__Problem requirements__
Return each of the items below word for word. Leave the pictures out of your answer.

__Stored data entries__
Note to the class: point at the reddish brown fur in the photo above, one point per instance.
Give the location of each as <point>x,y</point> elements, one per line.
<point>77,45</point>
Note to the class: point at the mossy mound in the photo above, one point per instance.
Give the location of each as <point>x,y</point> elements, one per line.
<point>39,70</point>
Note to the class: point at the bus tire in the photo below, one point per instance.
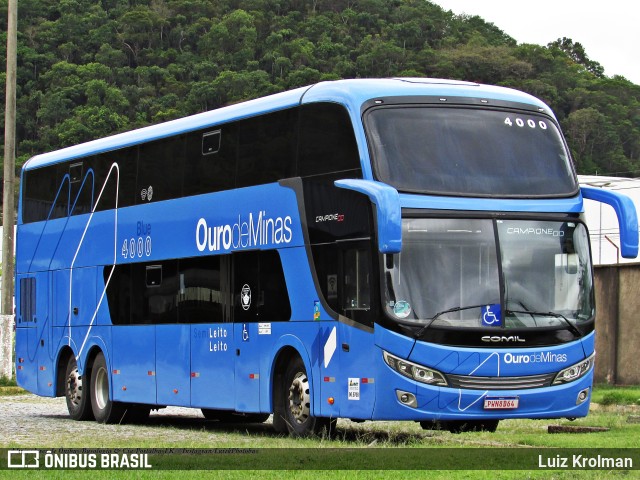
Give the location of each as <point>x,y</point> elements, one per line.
<point>295,408</point>
<point>104,409</point>
<point>76,391</point>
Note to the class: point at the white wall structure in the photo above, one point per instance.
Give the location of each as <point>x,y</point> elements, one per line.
<point>602,220</point>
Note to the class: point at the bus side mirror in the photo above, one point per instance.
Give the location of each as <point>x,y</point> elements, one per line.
<point>626,213</point>
<point>388,213</point>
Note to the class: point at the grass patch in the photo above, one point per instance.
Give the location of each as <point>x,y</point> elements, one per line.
<point>616,395</point>
<point>8,391</point>
<point>8,386</point>
<point>8,382</point>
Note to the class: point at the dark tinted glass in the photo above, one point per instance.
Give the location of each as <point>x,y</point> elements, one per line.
<point>110,180</point>
<point>207,169</point>
<point>259,288</point>
<point>81,188</point>
<point>160,170</point>
<point>200,295</point>
<point>266,148</point>
<point>469,151</point>
<point>327,141</point>
<point>39,192</point>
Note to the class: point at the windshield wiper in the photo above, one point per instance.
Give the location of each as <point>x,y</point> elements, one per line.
<point>451,310</point>
<point>571,326</point>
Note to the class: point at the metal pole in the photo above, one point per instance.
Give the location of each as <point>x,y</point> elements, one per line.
<point>8,202</point>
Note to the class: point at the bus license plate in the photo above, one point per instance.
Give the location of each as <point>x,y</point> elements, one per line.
<point>500,403</point>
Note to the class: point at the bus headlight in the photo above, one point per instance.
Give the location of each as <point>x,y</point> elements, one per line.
<point>414,371</point>
<point>575,371</point>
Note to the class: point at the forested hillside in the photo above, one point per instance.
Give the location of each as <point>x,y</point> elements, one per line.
<point>90,68</point>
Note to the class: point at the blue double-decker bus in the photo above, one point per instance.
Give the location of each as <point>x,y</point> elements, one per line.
<point>400,249</point>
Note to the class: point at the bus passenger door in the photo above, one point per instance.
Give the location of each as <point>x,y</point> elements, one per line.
<point>247,298</point>
<point>205,304</point>
<point>173,383</point>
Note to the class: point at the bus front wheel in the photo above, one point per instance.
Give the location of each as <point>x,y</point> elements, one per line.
<point>104,409</point>
<point>294,410</point>
<point>76,391</point>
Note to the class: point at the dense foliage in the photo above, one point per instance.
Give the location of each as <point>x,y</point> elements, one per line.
<point>90,68</point>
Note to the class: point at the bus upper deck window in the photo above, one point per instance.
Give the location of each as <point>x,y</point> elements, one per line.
<point>211,142</point>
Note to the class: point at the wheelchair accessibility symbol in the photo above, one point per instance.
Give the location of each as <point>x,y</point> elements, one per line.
<point>491,316</point>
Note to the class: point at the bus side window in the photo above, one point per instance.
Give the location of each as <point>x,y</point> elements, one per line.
<point>160,170</point>
<point>210,160</point>
<point>266,148</point>
<point>356,280</point>
<point>344,275</point>
<point>327,141</point>
<point>259,286</point>
<point>201,298</point>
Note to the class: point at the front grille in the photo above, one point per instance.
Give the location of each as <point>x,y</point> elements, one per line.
<point>500,383</point>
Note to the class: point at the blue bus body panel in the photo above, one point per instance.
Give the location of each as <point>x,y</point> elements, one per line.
<point>627,217</point>
<point>173,364</point>
<point>133,364</point>
<point>546,205</point>
<point>213,356</point>
<point>453,403</point>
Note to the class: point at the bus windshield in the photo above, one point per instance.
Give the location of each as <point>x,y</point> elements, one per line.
<point>469,152</point>
<point>448,274</point>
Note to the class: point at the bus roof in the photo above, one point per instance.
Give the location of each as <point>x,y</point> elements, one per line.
<point>352,93</point>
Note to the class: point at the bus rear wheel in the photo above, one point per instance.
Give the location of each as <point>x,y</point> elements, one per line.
<point>76,391</point>
<point>294,410</point>
<point>104,409</point>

__Completed task__
Note to the class: point at the reddish brown fur in the photo above, one point per instance.
Give the location of each as <point>x,y</point> elements, one per line.
<point>77,45</point>
Note to the class: point at the mossy mound in the photo above, one point per instance.
Give the location of each as <point>x,y</point> elements, one per line.
<point>39,70</point>
Note to the class: point at the bus tire in the photo below, one point per instance.
Give the location of each as <point>x,y</point> elements, one per line.
<point>295,408</point>
<point>104,409</point>
<point>76,391</point>
Note to the class: point at the white wall structure in the photo above, one point per instance.
Give the location of each as <point>x,y</point> elements, one per line.
<point>602,220</point>
Note to the class: point at the bus side mirror in the photo above, one point per instance.
Give the location of each as <point>x,y</point> elements, one per line.
<point>626,213</point>
<point>388,213</point>
Note to the class: point at the grass patch in the photo above, one point per instance.
Give the location of each as <point>x,y</point> elements, one per line.
<point>616,395</point>
<point>8,391</point>
<point>8,386</point>
<point>8,382</point>
Note to the class: point at the dark tinted glass in the photo above, one point per instance.
Give the location of each as <point>x,y</point> elements, one per line.
<point>110,180</point>
<point>207,169</point>
<point>259,288</point>
<point>81,188</point>
<point>160,170</point>
<point>200,295</point>
<point>266,148</point>
<point>469,151</point>
<point>327,141</point>
<point>39,192</point>
Note to the class: point at the windshield wiper in the photo above, one point per instance.
Give the location of each as <point>x,y</point> elements, one per line.
<point>451,310</point>
<point>571,326</point>
Note to the class: point at the metal pole in the photo above, one point per instance.
Give the location of each as <point>x,y</point> elements, one per line.
<point>8,202</point>
Note to the class: point at the bus license plate in the photo above, one point per instance.
Give the location of each as <point>x,y</point> elements, one per line.
<point>500,403</point>
Note to the class: point at the bus headlight in the photo above, one point per instance.
Give the location of each as <point>x,y</point> elements, one per line.
<point>414,371</point>
<point>575,371</point>
Note to the class: point at the forested hillside in the photo above, one point per instance.
Give the location of each as <point>x,y</point> elements, one per line.
<point>90,68</point>
Note to the class: point at the blue double-decker bus in the photo above, one point per instance.
Give the location of each as <point>x,y</point> elements, one per line.
<point>400,249</point>
Note to the class: point at the bus passenger door in the photo above, one point per instance.
Give the location of each as <point>x,y</point> elements, one per line.
<point>247,298</point>
<point>205,304</point>
<point>173,383</point>
Note to the class: point at the bus front wheel in the photo above, one point per instance.
Give the location of each as <point>x,y</point> elements, one per line.
<point>104,409</point>
<point>294,410</point>
<point>76,391</point>
Note to the class: point at the dense foliage in the photo above, one point per instance.
Give the location of each as <point>x,y</point> elements, one per line.
<point>90,68</point>
Note to the class: point at the bus upper deck window in the photo above, one point per instance.
Give the location of each as <point>x,y</point> elements, one per line.
<point>211,142</point>
Note to the class: point at the wheelchair accessibility symbol in the photo above, one point per instance.
Give the location of each as <point>x,y</point> elements, one per line.
<point>491,316</point>
Note to the class: point at the bus side window in the photo above, one point per instance.
Give the location of each as <point>x,y</point> elements, one per line.
<point>160,170</point>
<point>210,160</point>
<point>266,148</point>
<point>356,280</point>
<point>344,275</point>
<point>327,141</point>
<point>259,286</point>
<point>201,298</point>
Note to the class: point at the front grille in the photo above, one point per instance.
Give the location of each as <point>x,y</point> elements, one per line.
<point>500,383</point>
Note to the class: point at the blue bus body panel in the photo above, one point per instance.
Give the location of each as <point>x,y</point> elements, one per line.
<point>627,217</point>
<point>173,364</point>
<point>133,364</point>
<point>546,205</point>
<point>213,356</point>
<point>453,403</point>
Note to the class: point at the bus windshield in the photo above, one point per instance.
Give the location of each as <point>x,y</point> elements, one per line.
<point>469,152</point>
<point>448,274</point>
Note to the class: point at the bus roof in the photo above, one point per instance.
Give the location of each as <point>x,y</point> elements, one per line.
<point>352,93</point>
Note to the class: point at the bus rear wheel in the photo above, one point per instance.
Give the location of each as <point>x,y</point> elements, one per line.
<point>76,391</point>
<point>294,410</point>
<point>104,409</point>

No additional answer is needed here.